Given text:
:::

What is a Cervical Corpectomy?
Cervical corpectomy or vertebrectomy refers to the removal and replacement of a vertebra and the intervertebral discs above and below it. This is usually done because they are compressing the spinal cord in the neck. A length of bone or a synthetic cage containing bone fragments or artificial bone replaces the vertebra and discs to form a strut to maintain the normal height and alignment of the neck. The bone graft will fuse with the vertebra above and below, to form a solid, stable mass.
A corpectomy can be used to replace a number of adjacent vertebrae, in which case an additional posterior fusion with metal screws and rods may be required to maintain stability of the graft while it fuses.

:::

Extracted data:
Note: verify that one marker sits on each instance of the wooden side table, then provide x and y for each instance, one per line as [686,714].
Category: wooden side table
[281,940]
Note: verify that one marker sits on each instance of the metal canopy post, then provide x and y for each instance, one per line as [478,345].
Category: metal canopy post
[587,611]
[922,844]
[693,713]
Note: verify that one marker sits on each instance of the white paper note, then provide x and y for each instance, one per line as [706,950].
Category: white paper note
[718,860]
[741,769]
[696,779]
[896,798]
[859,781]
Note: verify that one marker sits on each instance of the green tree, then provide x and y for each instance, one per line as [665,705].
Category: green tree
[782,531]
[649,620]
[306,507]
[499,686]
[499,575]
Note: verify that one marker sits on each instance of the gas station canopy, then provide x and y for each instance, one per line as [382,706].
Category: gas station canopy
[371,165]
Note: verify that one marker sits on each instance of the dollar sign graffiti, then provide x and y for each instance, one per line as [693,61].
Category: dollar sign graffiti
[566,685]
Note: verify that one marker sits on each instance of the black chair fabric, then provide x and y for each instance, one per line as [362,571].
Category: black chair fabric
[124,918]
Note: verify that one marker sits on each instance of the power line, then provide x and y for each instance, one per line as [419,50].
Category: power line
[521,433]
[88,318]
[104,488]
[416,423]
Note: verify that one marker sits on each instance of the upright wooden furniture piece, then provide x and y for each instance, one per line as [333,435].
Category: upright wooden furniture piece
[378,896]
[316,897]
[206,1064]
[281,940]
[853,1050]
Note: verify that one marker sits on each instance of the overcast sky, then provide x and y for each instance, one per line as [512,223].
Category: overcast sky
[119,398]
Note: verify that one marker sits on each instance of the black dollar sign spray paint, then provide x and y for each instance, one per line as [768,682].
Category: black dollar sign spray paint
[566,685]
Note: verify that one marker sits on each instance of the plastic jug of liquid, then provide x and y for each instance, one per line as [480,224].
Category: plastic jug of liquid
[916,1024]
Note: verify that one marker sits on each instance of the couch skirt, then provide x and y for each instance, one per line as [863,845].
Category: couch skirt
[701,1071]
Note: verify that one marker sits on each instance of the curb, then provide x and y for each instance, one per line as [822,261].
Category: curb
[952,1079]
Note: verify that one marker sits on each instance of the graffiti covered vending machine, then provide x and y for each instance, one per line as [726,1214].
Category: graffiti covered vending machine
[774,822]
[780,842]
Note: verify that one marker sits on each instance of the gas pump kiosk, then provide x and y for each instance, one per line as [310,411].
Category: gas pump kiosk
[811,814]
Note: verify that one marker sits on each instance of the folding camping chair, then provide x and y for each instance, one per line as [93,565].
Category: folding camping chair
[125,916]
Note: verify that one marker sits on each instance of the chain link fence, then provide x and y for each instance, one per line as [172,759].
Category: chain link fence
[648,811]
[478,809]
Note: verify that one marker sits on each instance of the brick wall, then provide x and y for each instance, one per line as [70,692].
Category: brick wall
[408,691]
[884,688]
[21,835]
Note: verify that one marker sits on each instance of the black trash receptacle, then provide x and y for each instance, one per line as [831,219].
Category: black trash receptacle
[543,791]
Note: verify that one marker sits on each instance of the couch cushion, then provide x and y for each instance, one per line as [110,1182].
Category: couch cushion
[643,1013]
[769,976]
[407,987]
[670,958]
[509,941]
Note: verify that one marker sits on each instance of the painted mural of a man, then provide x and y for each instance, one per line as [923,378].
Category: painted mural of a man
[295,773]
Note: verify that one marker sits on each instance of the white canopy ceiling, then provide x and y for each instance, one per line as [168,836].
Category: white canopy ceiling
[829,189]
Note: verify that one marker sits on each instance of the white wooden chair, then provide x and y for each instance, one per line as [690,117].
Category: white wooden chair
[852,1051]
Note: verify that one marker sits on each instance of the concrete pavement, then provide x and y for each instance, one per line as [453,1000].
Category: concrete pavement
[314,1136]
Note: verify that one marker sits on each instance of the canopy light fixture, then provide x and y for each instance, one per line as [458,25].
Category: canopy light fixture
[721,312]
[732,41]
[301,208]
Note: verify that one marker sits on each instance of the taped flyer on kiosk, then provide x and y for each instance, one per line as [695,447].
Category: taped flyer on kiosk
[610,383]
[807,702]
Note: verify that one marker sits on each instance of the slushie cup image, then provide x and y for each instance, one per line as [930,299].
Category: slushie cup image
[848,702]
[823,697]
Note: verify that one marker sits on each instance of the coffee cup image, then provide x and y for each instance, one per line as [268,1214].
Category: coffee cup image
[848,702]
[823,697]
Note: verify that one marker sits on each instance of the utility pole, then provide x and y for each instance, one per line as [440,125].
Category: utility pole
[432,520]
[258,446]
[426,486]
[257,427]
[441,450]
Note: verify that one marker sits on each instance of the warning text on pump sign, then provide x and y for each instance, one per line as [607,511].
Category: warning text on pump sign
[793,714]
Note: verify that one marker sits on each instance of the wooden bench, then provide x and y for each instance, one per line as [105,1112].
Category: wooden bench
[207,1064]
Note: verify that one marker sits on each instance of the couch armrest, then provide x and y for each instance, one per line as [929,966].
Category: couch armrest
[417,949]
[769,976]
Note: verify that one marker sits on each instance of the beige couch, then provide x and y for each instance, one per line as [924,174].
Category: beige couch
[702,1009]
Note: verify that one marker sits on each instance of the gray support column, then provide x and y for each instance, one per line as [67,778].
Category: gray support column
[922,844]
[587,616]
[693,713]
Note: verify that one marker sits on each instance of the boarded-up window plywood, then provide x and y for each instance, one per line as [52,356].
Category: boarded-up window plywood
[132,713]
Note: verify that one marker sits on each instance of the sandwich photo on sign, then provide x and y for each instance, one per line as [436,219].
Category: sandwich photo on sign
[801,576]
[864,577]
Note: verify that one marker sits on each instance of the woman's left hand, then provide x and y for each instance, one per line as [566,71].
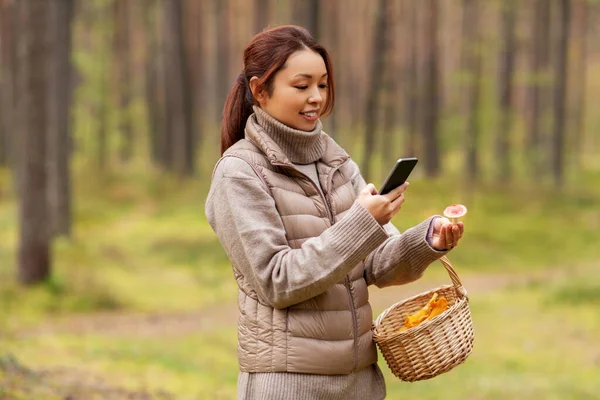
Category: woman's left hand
[446,235]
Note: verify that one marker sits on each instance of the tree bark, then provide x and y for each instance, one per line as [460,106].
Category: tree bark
[375,87]
[123,77]
[537,92]
[179,104]
[560,94]
[224,81]
[59,90]
[34,238]
[472,61]
[431,92]
[507,68]
[8,72]
[580,20]
[412,90]
[261,15]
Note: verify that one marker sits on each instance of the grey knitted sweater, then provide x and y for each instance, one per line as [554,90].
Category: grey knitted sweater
[367,383]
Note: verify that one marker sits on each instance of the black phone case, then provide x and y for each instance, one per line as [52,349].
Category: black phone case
[399,174]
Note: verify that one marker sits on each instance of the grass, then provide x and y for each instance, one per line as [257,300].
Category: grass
[141,245]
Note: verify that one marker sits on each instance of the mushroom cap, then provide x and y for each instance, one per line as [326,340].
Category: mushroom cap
[455,211]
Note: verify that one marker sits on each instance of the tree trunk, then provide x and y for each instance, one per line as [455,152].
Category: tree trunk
[412,87]
[179,104]
[580,20]
[34,238]
[59,91]
[472,60]
[224,80]
[123,77]
[8,70]
[261,15]
[151,79]
[539,68]
[375,87]
[431,92]
[106,37]
[507,68]
[306,13]
[389,150]
[560,94]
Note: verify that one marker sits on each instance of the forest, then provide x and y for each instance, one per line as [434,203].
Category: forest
[112,283]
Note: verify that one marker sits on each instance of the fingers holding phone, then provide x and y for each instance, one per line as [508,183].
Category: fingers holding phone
[382,207]
[397,194]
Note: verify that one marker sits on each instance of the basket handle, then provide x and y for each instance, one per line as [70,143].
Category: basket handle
[460,289]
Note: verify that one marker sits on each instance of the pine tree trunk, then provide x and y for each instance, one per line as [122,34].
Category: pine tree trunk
[59,90]
[472,53]
[123,77]
[375,87]
[431,93]
[507,68]
[7,76]
[560,94]
[34,238]
[178,89]
[537,91]
[412,87]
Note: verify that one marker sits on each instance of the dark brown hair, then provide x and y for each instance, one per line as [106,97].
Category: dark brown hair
[266,54]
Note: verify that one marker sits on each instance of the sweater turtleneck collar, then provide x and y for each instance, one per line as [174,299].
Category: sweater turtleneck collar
[300,147]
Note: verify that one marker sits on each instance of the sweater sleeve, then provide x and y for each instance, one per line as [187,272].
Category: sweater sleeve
[402,258]
[242,213]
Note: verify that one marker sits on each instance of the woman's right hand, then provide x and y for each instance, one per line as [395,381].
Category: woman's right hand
[382,207]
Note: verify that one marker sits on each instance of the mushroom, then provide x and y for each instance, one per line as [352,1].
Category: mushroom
[454,212]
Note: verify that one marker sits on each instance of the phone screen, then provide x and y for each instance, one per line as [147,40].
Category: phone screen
[399,174]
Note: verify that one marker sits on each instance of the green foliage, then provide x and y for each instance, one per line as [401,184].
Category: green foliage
[141,245]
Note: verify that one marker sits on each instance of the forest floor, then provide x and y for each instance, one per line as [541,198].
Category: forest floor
[18,381]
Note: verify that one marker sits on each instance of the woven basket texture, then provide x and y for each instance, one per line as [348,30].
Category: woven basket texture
[435,346]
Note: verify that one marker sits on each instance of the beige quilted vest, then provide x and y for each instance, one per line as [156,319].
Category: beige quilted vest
[330,333]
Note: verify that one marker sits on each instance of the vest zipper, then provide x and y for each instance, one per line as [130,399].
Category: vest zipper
[326,199]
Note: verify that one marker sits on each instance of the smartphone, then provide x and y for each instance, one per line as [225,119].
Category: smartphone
[399,174]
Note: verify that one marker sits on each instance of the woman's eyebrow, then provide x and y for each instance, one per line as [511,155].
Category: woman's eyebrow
[309,76]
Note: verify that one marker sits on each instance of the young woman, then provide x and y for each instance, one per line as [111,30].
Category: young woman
[305,234]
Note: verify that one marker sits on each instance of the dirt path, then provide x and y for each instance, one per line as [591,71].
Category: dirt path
[225,315]
[76,384]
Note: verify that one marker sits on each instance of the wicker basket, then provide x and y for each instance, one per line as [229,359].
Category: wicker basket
[435,346]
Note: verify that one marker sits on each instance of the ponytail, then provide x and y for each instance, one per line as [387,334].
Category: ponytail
[236,111]
[266,54]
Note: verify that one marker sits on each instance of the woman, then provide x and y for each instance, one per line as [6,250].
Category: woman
[305,234]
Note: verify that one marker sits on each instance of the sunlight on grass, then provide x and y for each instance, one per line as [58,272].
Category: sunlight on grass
[141,244]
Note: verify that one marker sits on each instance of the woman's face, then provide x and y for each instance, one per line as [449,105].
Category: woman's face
[299,91]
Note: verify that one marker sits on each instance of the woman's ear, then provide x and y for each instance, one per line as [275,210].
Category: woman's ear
[257,90]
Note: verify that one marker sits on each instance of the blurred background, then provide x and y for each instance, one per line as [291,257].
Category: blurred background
[112,284]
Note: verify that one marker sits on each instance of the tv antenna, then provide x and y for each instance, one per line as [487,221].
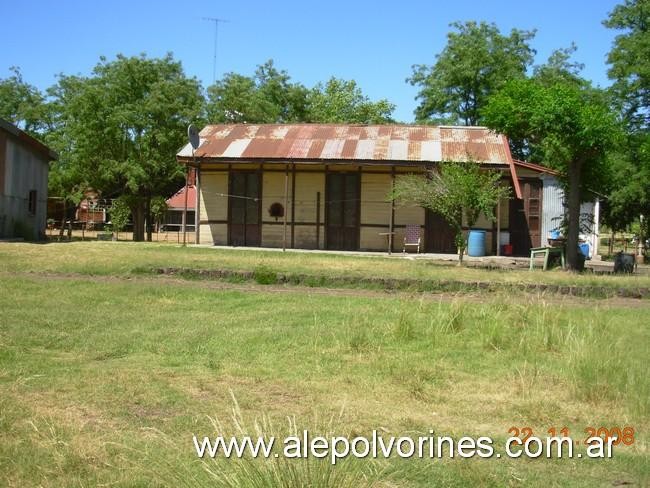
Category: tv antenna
[216,32]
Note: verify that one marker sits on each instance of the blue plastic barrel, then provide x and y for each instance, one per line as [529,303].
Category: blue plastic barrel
[476,243]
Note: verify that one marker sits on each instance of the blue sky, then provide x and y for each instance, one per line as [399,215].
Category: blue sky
[372,42]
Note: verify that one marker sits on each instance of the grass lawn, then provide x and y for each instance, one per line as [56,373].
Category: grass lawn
[105,375]
[128,258]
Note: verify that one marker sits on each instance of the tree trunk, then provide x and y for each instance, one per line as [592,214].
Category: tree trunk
[574,215]
[65,212]
[138,221]
[148,218]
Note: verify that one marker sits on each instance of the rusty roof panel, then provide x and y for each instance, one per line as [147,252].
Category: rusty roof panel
[365,149]
[351,142]
[316,149]
[398,150]
[300,149]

:::

Assignment 1:
Answer these from the cervical corpectomy text:
(a) Why is the vertebra and its neighboring discs usually removed?
(b) What does the bone graft form once it fuses with the vertebra above and below?
(c) When a number of adjacent vertebrae are replaced, what may also be required?
Assignment 2: Pick up the cervical corpectomy text after its last sentence and carry it on.
You can ignore the records for what comes next.

Task answer 1:
(a) They are compressing the spinal cord in the neck.
(b) A solid, stable mass.
(c) An additional posterior fusion with metal screws and rods, to maintain stability of the graft while it fuses.

Task answer 2:
A cervical corpectomy may be required for patients experiencing pain, weakness or numbness in the arms or legs caused by the compression of the front of the spinal cord. The structures that can compress the anterior spinal cord include the vertebral body, the intervertebral disc and the posterior longitudinal ligament.
Diseases causing this include:
- Infected bone
- Malignant bone
- Fractured vertebral bodies
- Degenerative disc disease
- Spinal instability
- Ossified posterior longitudinal ligament
The goals of a cervical corpectomy are to remove any pressure from the adjacent spinal cord, and to stabilize the spine in a pain-free, normal alignment.